[Dataset]
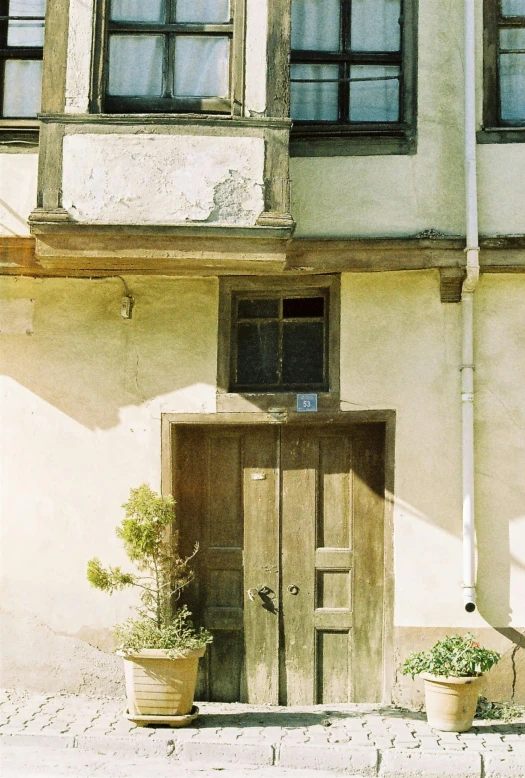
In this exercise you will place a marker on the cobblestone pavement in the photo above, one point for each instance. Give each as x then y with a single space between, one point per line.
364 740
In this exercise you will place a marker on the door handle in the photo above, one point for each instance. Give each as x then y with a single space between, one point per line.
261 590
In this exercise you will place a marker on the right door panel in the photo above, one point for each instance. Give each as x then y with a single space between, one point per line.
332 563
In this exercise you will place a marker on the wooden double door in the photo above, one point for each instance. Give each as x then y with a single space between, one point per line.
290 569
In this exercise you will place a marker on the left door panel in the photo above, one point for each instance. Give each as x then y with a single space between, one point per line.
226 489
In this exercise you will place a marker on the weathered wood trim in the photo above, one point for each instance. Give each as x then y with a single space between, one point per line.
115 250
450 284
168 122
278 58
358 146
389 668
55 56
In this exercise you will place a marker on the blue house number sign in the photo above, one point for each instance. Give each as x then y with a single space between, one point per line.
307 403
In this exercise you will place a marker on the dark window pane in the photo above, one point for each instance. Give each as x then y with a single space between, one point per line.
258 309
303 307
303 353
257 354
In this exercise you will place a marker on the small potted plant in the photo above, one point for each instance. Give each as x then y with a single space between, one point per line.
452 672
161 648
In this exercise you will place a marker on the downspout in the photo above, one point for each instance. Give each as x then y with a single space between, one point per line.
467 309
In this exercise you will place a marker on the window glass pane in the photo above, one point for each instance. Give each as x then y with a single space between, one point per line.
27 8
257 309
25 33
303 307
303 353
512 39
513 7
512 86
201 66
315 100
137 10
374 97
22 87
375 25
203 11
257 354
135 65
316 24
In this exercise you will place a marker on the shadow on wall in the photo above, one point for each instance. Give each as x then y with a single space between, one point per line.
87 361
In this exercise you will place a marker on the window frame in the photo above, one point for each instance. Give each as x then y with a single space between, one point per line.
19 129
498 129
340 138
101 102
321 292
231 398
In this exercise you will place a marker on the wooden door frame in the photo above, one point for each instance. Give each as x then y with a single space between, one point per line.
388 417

--

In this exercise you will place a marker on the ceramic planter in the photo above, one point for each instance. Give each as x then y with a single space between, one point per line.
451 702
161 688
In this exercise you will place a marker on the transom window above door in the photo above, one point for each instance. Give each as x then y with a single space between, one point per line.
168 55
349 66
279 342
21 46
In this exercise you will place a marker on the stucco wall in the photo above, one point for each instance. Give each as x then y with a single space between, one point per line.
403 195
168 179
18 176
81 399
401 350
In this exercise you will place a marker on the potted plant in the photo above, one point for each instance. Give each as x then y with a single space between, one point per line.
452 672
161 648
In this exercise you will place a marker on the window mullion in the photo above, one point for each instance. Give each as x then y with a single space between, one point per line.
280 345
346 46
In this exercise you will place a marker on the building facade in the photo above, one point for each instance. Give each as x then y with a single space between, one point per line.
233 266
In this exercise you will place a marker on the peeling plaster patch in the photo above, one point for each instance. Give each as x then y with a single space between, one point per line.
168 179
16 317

==

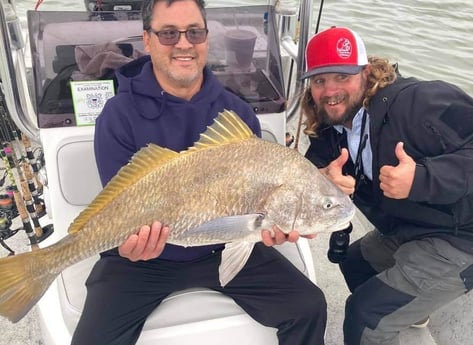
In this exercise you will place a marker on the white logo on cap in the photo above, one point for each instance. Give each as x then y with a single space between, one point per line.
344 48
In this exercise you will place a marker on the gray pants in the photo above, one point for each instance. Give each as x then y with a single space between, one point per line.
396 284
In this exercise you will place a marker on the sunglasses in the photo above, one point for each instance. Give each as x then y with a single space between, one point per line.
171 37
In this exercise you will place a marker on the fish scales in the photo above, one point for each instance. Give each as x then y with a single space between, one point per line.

[Your goal]
Could you transcribe the entries above word for word, from the line with "In this exercise you will place a marker on the gray" down to the line with "In this exercise you will place a marker on the fish", keeping both?

[Answer to this problem]
In this exercise you will place a marker on the gray pants in the photo above, one point for each instance. Give each as x then y with a single space between, one point per line.
396 284
In this exercise you will place a marker on the sunglasses in the photo above, one point for each instance. Give each as x then y with a single space between, one point per line.
171 37
In this exercise you will place a marker on the fish scales in the photo above, one point for each instance. Give each as x then y with a single space between, one point per line.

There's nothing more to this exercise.